▸ **Raw records**
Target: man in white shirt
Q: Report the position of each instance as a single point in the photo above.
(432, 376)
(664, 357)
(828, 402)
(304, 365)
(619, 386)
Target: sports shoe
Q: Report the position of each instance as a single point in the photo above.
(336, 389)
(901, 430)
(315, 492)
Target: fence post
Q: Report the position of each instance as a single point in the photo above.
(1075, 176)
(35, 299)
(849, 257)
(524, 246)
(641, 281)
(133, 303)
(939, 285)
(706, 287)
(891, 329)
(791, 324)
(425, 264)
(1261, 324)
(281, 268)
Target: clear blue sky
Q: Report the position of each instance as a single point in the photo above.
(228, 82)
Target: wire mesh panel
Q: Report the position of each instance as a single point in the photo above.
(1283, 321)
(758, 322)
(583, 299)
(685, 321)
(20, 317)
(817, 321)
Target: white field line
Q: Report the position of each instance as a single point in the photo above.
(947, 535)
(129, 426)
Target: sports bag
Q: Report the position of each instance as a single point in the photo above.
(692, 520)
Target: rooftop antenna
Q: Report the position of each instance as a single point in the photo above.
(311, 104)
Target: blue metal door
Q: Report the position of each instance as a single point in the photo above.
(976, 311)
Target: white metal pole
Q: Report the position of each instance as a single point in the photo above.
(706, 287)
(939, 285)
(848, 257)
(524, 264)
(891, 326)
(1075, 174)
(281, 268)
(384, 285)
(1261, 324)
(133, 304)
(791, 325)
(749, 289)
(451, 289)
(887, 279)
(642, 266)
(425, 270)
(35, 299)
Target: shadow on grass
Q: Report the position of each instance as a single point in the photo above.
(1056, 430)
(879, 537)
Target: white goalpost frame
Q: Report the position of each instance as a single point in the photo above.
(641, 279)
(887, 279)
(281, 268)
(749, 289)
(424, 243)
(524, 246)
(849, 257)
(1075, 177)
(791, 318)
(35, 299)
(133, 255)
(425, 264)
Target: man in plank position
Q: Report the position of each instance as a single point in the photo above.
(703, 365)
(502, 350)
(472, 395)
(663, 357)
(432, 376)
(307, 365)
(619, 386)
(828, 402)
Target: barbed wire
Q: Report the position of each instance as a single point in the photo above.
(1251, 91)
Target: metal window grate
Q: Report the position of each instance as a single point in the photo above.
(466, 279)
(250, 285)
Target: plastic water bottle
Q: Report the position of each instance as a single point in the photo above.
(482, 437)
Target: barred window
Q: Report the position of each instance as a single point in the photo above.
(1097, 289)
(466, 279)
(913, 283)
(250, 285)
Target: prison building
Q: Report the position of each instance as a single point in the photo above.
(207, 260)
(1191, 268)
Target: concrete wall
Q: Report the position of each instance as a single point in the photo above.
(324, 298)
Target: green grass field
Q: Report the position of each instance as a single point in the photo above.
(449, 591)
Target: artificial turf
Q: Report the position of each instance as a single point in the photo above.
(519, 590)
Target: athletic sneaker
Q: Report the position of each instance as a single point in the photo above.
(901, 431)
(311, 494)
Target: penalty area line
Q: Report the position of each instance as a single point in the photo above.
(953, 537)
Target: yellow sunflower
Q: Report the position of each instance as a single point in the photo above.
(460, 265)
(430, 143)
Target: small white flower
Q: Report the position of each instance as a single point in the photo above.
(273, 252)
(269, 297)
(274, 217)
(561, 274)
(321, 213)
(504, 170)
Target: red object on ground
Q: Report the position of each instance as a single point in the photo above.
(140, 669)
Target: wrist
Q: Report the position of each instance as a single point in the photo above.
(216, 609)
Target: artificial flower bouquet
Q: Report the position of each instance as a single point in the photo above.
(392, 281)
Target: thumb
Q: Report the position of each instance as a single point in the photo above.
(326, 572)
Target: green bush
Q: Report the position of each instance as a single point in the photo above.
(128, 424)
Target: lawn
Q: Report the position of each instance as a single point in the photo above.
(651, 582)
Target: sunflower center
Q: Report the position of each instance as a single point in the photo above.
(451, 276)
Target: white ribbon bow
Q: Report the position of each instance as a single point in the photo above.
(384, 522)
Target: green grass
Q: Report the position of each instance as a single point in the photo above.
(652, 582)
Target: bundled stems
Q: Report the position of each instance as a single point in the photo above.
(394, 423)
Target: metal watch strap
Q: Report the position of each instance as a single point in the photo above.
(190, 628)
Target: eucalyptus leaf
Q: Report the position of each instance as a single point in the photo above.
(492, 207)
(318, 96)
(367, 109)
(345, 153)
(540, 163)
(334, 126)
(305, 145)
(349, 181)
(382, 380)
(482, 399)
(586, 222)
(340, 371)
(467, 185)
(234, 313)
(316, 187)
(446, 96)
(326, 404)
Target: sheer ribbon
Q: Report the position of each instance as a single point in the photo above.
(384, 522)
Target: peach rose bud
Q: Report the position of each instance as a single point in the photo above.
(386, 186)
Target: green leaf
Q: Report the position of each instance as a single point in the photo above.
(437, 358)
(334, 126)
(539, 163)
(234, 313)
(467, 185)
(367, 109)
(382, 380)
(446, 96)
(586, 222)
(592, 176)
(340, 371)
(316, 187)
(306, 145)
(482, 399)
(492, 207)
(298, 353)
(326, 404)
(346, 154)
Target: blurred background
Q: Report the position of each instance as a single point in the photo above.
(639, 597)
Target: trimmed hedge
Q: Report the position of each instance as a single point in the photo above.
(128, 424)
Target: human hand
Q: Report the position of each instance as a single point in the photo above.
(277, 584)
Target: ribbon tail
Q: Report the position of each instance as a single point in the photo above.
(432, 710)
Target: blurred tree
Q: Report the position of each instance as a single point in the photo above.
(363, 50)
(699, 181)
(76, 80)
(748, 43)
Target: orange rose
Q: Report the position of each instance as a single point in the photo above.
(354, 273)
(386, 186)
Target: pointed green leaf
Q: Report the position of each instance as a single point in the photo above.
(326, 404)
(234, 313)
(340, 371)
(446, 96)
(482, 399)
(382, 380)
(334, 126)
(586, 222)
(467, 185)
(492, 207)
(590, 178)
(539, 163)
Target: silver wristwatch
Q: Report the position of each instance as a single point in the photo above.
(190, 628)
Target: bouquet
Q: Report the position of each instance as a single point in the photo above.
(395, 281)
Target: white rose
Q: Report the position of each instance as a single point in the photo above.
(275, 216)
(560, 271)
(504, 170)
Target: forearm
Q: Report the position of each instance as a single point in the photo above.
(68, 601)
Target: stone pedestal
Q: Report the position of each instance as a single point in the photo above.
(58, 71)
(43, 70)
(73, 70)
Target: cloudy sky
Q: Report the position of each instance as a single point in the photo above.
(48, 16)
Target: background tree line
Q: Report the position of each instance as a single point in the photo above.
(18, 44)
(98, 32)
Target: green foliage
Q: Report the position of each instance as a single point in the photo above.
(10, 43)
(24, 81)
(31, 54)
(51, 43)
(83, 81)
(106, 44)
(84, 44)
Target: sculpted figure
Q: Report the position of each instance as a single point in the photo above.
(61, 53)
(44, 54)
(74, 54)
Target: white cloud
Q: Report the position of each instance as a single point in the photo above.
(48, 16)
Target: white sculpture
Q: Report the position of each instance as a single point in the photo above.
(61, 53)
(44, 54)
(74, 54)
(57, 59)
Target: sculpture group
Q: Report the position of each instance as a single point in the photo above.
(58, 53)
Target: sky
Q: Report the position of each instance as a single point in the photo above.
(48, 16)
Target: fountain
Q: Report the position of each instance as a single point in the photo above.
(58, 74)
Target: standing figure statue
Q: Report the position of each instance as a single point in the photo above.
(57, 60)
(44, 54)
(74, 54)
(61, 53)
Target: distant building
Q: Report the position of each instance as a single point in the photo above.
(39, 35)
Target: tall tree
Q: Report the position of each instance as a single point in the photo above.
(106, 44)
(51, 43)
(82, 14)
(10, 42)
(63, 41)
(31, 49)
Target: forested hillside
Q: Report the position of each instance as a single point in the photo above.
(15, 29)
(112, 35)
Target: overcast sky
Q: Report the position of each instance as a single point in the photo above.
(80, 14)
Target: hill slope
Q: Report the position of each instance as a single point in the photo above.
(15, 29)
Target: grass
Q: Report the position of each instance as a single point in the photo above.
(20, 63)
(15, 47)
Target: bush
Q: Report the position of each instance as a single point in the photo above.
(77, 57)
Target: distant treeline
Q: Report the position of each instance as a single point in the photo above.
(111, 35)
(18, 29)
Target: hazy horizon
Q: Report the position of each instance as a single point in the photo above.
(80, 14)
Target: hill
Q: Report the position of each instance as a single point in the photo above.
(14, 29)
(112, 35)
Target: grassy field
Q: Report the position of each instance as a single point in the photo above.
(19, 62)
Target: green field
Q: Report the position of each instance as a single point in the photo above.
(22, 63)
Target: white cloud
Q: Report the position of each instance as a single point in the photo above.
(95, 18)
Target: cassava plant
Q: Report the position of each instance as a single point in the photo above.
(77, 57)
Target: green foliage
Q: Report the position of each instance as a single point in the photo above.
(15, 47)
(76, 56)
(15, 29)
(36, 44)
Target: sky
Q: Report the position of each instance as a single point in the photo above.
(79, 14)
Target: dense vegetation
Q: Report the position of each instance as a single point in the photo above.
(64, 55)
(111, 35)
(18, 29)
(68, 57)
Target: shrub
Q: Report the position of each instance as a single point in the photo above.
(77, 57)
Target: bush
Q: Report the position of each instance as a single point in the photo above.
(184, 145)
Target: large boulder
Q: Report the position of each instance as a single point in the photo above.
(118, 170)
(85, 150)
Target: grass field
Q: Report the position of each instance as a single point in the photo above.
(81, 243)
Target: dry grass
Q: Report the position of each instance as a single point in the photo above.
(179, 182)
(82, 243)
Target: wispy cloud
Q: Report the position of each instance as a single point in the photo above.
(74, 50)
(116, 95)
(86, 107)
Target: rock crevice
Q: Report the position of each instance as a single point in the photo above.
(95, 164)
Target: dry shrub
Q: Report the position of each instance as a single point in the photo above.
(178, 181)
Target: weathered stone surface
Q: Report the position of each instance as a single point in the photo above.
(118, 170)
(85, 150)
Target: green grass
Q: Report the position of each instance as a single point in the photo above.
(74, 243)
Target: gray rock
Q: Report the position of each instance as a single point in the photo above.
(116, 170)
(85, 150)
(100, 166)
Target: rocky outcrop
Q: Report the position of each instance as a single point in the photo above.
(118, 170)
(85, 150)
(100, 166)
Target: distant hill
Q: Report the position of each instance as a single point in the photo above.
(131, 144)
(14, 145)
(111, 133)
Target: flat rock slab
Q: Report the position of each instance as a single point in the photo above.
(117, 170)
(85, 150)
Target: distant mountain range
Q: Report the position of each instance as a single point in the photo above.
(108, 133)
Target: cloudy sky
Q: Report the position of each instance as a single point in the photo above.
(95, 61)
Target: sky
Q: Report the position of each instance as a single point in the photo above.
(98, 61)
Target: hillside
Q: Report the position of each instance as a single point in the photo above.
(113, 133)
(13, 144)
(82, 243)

▸ **What is needed**
Rewrite the material as a JSON list of strings. Begin at the line that contains "Target: rocky outcrop", continue through the final line of the material, give each line as one string, and omit blank lines.

▸ **Reply to the task**
[
  "Target: rocky outcrop",
  "Q: Report the position of each instance as a single point in the photo above.",
  "(118, 170)",
  "(85, 150)",
  "(100, 166)",
  "Target: distant hill",
  "Q: Report the position of each instance as a single point in the photo above.",
  "(131, 144)",
  "(14, 145)",
  "(111, 133)",
  "Target: flat rock slab",
  "Q: Report the position of each instance as a single point in the photo above.",
  "(117, 170)",
  "(85, 150)",
  "Target: distant mountain range",
  "Q: Report the position of each instance as a single point in the photo above.",
  "(108, 133)",
  "Target: cloudy sky",
  "Q: Report the position of each instance as a single point in the photo above.",
  "(95, 61)",
  "Target: sky",
  "Q: Report the position of each instance as a single point in the photo above.",
  "(98, 61)",
  "Target: hillside",
  "Q: Report the position of each instance as a single point in the photo above.",
  "(113, 133)",
  "(13, 144)",
  "(82, 243)"
]